▸ **Ce qu'il faut faire**: Poursuivez l'article sur la flambée des prix du blé, de l'huile de palme et des engrais à partir de sa dernière phrase.

▸ **Extrait du texte**:
·····

La flambée des prix du blé, de l’huile de palme, des engrais – voici pourquoi elle va durer

Economie & Finance

Les prix des produits agricoles de base ont subi une pression énorme à l’approche des accords de la mer Noire signés le 22 juillet. Selon Nitesh Shah, responsable de la recherche sur les matières premières et la macroéconomie en Europe chez WisdomTree, l’accord a le potentiel d’alléger la situation de l’offre, en particulier pour les marchés d’Afrique du Nord, du Moyen-Orient et d’Asie, en permettant la reprise des exportations de blé depuis l’Ukraine. Cependant, bien que l’accord soit un pas dans la bonne direction, “il n’est toujours pas suffisant pour une reprise complète des flux d’exportation ukrainiens. Le plan actuel prévoit des exportations de 4,5 à 5 millions de tonnes par mois à partir de trois ports seulement : Odesa, Chornomorsk et Pivdennyi, qui représentent ensemble environ la moitié de la capacité portuaire de l’Ukraine. Toutefois, le principal port céréalier de Mykolaiv n’est pas inclus dans l’accord, car il est une cible dans le conflit en cours”, souligne M. Shah.

Le rapport entre les stocks de céréales et l’utilisation aux États-Unis est à son plus bas niveau depuis six ans

Entre juin et juillet, les prix du blé ont chuté de 22,3 % par rapport au mois précédent. Selon le Conseil international des céréales (CIC), les stocks mondiaux de blé en 2022/2023 devraient se contracter pour atteindre leur plus bas niveau en quatre saisons, sous l’effet des baisses enregistrées en Inde et dans les principaux pays exportateurs, les stocks des exportateurs (États-Unis et Europe) étant potentiellement les plus bas en neuf ans. A 35,33, le ratio stocks/utilisation du blé américain est le plus bas depuis six ans, souligne Shah, “et les baisses de prix sont en contradiction avec les fondamentaux de l’industrie et nous pensons que le risque d’approvisionnement continuera à soutenir les prix”.

·····

▸ **Données disponibles**:
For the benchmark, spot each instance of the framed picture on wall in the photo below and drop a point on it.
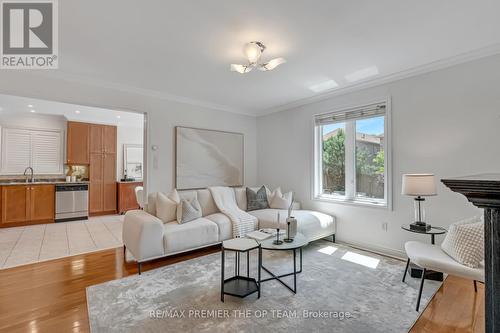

·····

▸ **Résultat final**:
La hausse des prix du gaz naturel a eu un impact sur les prix des engrais

En ce qui concerne le maïs, le ministère américain de l’agriculture (USDA) a augmenté ses estimations des stocks mondiaux de 310,5 millions de tonnes à 312,9 millions de tonnes, en raison des États-Unis et d’une révision à la hausse des stocks de départ. L’USDA estime que le rapport stocks-utilisation mondial sera de 26,5 % en 2022/2023, ce qui correspond à la moyenne décennale. “En tant que culture à forte intensité d’engrais, nous pensons que les prix du maïs ne tiennent pas compte de l’impact de la forte réduction de l’utilisation des engrais dans l’hémisphère nord au printemps. La forte augmentation des prix des engrais, en fait, n’a pas été viable pour les agriculteurs et cela est susceptible de faire baisser les rendements mondiaux au cours de l’année à venir”, prédit M. Shah, notant également que la hausse des prix du gaz naturel a eu un impact sur les prix des engrais, de sorte que si les prix du gaz continuent à augmenter, “nous nous attendons à ce que la tendance à la hausse des prix se poursuive, ce qui pourrait entraîner une réduction de l’utilisation par les agriculteurs, mettant en danger les rendements agricoles mondiaux et causant une pression supplémentaire sur l’offre”.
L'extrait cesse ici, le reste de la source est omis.